**ACTIVITY**
Once you have read the listing, output it exactly and completely.

**RECORDS FOR THIS TASK**
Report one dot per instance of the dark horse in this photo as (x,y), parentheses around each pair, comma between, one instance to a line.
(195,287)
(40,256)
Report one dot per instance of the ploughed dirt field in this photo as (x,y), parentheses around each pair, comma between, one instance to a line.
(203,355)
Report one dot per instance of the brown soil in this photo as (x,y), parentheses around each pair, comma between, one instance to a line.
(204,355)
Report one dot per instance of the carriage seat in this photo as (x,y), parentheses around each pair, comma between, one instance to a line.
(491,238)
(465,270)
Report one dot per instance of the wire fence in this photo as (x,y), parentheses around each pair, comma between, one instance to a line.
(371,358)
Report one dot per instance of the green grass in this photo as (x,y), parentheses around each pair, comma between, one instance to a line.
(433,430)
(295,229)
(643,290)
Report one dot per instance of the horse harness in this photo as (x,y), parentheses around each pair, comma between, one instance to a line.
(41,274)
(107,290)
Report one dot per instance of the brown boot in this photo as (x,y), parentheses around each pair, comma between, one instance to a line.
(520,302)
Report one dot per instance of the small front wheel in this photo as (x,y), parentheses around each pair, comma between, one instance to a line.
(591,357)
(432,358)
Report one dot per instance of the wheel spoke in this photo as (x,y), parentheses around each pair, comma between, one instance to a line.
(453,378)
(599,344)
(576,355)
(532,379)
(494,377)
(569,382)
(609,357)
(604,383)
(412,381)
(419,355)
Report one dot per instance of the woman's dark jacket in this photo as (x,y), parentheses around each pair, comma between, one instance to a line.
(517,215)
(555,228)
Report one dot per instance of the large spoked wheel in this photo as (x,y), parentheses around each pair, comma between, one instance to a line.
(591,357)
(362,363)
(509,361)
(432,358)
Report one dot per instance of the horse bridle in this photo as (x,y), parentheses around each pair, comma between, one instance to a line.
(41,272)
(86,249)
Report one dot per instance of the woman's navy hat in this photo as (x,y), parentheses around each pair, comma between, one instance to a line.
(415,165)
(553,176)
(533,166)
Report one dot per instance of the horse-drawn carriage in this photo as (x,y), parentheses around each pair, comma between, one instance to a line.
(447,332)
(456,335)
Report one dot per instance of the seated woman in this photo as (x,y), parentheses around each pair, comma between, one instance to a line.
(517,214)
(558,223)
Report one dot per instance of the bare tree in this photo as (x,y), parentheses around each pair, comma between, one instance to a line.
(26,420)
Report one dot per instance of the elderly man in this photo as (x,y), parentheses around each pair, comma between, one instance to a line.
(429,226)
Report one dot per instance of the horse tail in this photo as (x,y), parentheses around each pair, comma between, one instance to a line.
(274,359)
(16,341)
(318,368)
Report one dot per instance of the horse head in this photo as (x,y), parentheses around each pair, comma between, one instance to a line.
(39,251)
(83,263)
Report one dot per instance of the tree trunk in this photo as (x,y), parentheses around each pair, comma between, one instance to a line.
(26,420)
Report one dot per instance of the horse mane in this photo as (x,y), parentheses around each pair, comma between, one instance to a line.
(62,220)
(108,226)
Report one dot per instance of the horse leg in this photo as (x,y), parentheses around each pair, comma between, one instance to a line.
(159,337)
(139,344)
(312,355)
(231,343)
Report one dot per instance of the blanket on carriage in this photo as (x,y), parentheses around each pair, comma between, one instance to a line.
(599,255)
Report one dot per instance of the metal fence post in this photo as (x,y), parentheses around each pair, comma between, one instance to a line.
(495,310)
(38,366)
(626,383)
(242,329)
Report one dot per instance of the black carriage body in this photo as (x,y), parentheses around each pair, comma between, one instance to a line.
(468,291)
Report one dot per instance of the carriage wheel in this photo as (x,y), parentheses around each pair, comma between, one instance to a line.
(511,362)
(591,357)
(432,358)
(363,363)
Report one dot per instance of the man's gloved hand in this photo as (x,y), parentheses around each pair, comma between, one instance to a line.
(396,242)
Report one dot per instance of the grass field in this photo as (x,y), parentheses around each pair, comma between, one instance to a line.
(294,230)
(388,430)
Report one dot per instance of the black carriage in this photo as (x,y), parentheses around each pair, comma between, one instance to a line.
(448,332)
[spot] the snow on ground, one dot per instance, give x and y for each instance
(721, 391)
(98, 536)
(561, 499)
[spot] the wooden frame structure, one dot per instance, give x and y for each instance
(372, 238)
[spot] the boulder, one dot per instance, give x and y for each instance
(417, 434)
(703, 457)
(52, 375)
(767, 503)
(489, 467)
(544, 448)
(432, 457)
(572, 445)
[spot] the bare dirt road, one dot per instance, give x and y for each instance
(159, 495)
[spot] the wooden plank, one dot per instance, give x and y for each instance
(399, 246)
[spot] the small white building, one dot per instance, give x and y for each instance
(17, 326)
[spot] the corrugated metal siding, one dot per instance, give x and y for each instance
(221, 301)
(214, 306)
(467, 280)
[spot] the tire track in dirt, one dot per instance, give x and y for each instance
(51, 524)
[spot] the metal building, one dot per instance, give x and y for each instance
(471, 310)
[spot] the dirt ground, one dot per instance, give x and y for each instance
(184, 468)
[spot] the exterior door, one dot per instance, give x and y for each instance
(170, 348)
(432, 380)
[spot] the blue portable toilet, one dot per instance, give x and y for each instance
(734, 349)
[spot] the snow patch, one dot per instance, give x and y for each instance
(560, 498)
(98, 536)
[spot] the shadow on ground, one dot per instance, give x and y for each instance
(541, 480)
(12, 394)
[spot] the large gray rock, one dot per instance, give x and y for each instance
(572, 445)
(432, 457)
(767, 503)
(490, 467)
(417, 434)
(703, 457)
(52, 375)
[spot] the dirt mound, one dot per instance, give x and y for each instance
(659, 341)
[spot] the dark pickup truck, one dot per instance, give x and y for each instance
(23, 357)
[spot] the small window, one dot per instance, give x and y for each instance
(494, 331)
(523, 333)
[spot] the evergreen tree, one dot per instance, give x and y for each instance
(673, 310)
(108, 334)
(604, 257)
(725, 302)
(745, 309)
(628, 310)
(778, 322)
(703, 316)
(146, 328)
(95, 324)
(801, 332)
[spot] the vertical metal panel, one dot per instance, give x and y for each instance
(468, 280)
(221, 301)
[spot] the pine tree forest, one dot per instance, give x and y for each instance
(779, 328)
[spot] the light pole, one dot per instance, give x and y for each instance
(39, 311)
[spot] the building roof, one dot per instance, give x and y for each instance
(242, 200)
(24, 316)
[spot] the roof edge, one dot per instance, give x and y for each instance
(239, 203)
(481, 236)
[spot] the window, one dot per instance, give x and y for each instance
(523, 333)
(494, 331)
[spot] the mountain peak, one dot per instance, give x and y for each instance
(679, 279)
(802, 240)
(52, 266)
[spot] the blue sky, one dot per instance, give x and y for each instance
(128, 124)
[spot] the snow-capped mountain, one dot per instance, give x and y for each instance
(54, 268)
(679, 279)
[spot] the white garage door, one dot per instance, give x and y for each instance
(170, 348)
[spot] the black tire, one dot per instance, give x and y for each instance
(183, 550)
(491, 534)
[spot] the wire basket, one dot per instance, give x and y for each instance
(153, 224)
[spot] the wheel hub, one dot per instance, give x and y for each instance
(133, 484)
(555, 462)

**ANSWER TO THIS TASK**
Report one dot per instance of the dark horse in this photo as (x,y), parentheses around each pair, comma between, one instance to a line.
(195,287)
(40,256)
Report one dot per instance of the ploughed dirt field in this photo as (x,y), parentheses around each pair, comma between, one instance to a line.
(203,355)
Report one dot per instance of the brown soil in this photo as (x,y), parentheses around each pair, comma between, one instance to a line.
(204,355)
Report one dot per instance of the carriage seat in this photo as (x,y), parentheses around each pair, comma between, one instance to a line.
(491,238)
(465,270)
Report one dot per instance of the wire fence in this photo as (x,y), parentheses around each pair, comma between, one instance to a line.
(371,358)
Report one dot per instance of the green grass in this photo as (x,y), parentheses around each pair, comma between, one instance to a line.
(433,430)
(295,229)
(643,290)
Report one dot per instance of the horse harness in this photo as (x,y), parentheses around each pair, comma between, one instance to a line.
(41,274)
(107,290)
Report one dot per instance of the brown boot in this photo as (x,y), parentheses around each pair, comma between, one instance to a line.
(520,302)
Report one dot per instance of the small front wheel in this photo as (x,y), parentheses around each pair, comma between, one instance to a line.
(591,357)
(432,358)
Report one dot per instance of the wheel spoke in this photo as (x,y), parentheses around each pair, comma between, one instance to a line.
(453,378)
(599,344)
(576,355)
(532,379)
(494,377)
(569,382)
(609,357)
(604,383)
(412,381)
(419,355)
Report one dot per instance of the woman's dark jacket in this photo as (x,y), parentheses around each pair, comma between, one instance to a line.
(517,215)
(555,228)
Report one dot per instance of the large spoked wheel in this photo as (x,y), parentheses around each pair, comma between, one instance to a line.
(591,357)
(362,363)
(509,361)
(432,358)
Report one dot per instance of the horse bridle in this photo as (x,y), parentheses around each pair, comma between, one instance to a line.
(41,272)
(86,249)
Report one dot per instance of the woman's navy hat in this photo as (x,y), parentheses around each pair, comma between, one instance to a line.
(415,165)
(553,176)
(533,166)
Report one dot per instance of the horse-drawn carriage in this photo as (x,y), parentheses around each pair, comma between, one instance to a line.
(447,332)
(456,335)
Report one dot per instance of the seated woman in this photo as (x,y), parentheses around each pair, comma between, one instance to a line.
(517,214)
(558,223)
Report one dot per instance of the bare tree in this photo as (x,y), parentheses around each pair, comma between, one instance to a line.
(26,420)
Report one dot per instance of the elderly man in this photo as (x,y), parentheses around each pair, comma between, one instance to a line.
(429,226)
Report one dot per instance of the horse tail in this photo as (x,y), parentheses around each pair, comma between, one instance to a line.
(274,359)
(16,341)
(318,368)
Report one dot per instance of the horse head in this photo as (x,y), parentheses around each pair, comma between, one instance to a line.
(39,251)
(83,263)
Report one dot per instance of the tree trunk in this photo as (x,y), parentheses around each pair, comma between, one instance to a line.
(26,420)
Report one dot per instance of the horse mane in this photo as (x,y), parentheses around each pair, comma between, one instance to a line.
(62,220)
(108,226)
Report one dot per instance of the horse leg in this photo as (x,y), parentheses around each pair, comma between, one instance to a line.
(159,337)
(139,344)
(312,355)
(231,343)
Report one dot per instance of the blanket on carriage in this photo as (x,y), parentheses around each pair, comma between, one instance to a line.
(599,255)
Report one dot per instance of the metal fence post in this photo as (x,y), parentheses around each pair, comma between, one instance to a line.
(495,310)
(38,366)
(626,383)
(242,329)
Report one dot per instance of the black carriage body in this photo as (x,y), parentheses around each pair, comma between, one instance to a line.
(468,291)
Report one dot per instance of the carriage wheel in this photo as (x,y), parentheses around each pair, comma between, one instance to a line.
(511,362)
(591,357)
(432,358)
(363,363)
Report one dot per instance of the man's gloved hand in this photo as (x,y), parentheses around each pair, comma between, one instance to a line.
(396,242)
Report one dot per instance of the grass field in this photo as (x,y), parentheses around each pair, comma between, one instance to a line.
(294,230)
(388,430)
Report one dot per instance of the black carriage in this photo as (x,y), parentheses around each pair, comma between, one instance to a line.
(448,332)
[spot] the snow on ground, one dot per instance, give x and y for each instance
(721, 391)
(98, 536)
(561, 499)
[spot] the wooden frame structure, one dot per instance, give x and y for each instance
(372, 238)
[spot] the boulder, one dot per instance, give x and y for each instance
(417, 434)
(703, 457)
(52, 375)
(767, 503)
(489, 467)
(544, 448)
(432, 457)
(572, 445)
[spot] the bare dirt road, one dot per instance, give x and y for each instance
(159, 495)
[spot] the wooden plank, one dot per instance, give x and y for each instance
(399, 246)
[spot] the small white building, one dot per instance, give x and y for each instance
(17, 326)
[spot] the corrugated metal siding, one dot per instance, give x and y for each instance
(221, 301)
(214, 306)
(467, 280)
[spot] the tire track in dirt, one dot per instance, give x and y for each instance
(51, 524)
[spot] the metal building, one dot per instance, give x and y for each instance
(471, 310)
[spot] the dirt ground, one dot per instance, give x and y for each instance
(184, 468)
[spot] the exterior door, one dot per instance, give x and y for each instance
(170, 348)
(432, 380)
[spot] the blue portable toilet, one dot per instance, give x and y for each instance
(734, 349)
[spot] the snow patch, one dot per instance, give x and y for each instance
(560, 498)
(98, 536)
[spot] the shadow on ground, one dot per instance, give x and y for each instance
(541, 480)
(12, 394)
[spot] the large gray rock, one dot per instance, give x and y for each instance
(572, 445)
(432, 457)
(767, 503)
(490, 467)
(417, 434)
(703, 457)
(52, 375)
[spot] the dirt mound, one dot per instance, give x and y for each instance
(659, 341)
[spot] the dark pickup truck, one dot per instance, give x and y for each instance
(23, 357)
[spot] the small window, one dot per instance, give x and y for each instance
(494, 331)
(523, 333)
[spot] the evergreen tree, one dot per instance, give x and y for each instance
(673, 310)
(108, 334)
(604, 257)
(725, 302)
(745, 309)
(628, 310)
(778, 322)
(703, 316)
(146, 328)
(95, 324)
(801, 332)
[spot] the vertical metal panel, one dot per instance, give x and y for each instance
(468, 280)
(221, 301)
[spot] the pine tree forest, one dot per instance, give x and y for each instance
(779, 328)
[spot] the light pole, one dot per instance, give x and y for each instance
(39, 311)
[spot] the building roof, one dot per instance, give x and y for each instance
(242, 200)
(24, 316)
[spot] the roof edge, one dot per instance, give x and y for each instance
(239, 203)
(481, 236)
[spot] the window, one dot per instance, give x and y for each instance
(523, 333)
(494, 331)
[spot] the mountain peak, one dot per instance, give x and y for each instance
(679, 279)
(802, 240)
(52, 266)
[spot] the blue sky, one dot per instance, give x and y for each instance
(128, 124)
[spot] the snow-capped mountain, one dot per instance, give x and y for each instance
(54, 268)
(679, 279)
[spot] the white garage door, one dot per instance, give x and y for each instance
(170, 348)
[spot] the black tire, one dot per instance, give x and y for each instance
(183, 550)
(491, 534)
[spot] the wire basket, one dot per instance, give x and y for each instance
(153, 224)
[spot] the wheel hub, one dot per instance, give x and y for each instance
(133, 484)
(555, 462)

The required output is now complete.